Extracted data entries:
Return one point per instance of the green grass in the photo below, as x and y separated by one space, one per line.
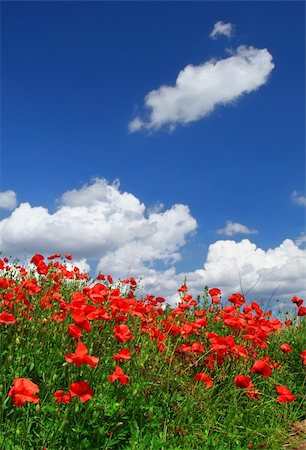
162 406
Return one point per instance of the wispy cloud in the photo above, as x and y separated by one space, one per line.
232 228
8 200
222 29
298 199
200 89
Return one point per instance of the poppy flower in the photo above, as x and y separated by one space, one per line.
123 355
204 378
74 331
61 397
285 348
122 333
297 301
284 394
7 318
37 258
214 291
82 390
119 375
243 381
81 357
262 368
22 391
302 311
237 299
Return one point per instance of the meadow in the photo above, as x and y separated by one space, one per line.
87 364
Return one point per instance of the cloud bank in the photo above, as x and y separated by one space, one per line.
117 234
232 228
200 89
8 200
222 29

==

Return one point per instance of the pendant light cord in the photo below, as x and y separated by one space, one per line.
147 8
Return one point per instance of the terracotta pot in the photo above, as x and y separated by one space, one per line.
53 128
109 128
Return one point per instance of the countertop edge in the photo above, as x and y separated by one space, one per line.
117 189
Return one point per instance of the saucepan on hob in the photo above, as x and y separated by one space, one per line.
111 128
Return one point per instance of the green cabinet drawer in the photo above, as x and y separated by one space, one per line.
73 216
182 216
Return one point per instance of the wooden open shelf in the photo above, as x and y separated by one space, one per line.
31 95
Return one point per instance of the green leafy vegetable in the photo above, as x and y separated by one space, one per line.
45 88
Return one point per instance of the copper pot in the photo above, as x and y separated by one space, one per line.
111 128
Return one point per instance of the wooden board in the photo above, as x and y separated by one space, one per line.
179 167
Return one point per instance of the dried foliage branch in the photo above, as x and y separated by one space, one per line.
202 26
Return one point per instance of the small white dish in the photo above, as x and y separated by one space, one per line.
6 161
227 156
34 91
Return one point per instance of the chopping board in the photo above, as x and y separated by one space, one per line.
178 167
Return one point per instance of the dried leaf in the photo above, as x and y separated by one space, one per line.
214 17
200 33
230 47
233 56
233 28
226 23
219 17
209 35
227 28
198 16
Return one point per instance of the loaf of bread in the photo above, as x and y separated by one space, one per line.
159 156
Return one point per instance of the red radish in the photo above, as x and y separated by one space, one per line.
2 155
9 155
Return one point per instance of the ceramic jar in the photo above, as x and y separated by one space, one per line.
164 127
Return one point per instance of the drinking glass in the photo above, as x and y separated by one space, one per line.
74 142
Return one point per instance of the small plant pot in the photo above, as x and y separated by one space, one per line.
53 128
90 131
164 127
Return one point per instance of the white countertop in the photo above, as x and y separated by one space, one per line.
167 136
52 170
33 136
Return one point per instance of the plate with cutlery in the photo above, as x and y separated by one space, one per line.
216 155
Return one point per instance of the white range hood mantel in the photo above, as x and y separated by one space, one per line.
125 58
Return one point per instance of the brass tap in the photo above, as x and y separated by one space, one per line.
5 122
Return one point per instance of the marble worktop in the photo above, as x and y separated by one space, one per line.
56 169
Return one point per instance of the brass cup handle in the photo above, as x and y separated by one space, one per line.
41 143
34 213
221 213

AIM: Report every line of the listing above that contains the word "below", copying each line in full. Matching is case-sensitive.

COMPLETED EXERCISE:
Return one point per instance of the green grass in the photo below, as x and y separated by one space, one per line.
Return one point per instance of the pendant light cord in the photo below, as x and y separated by one space, one per line.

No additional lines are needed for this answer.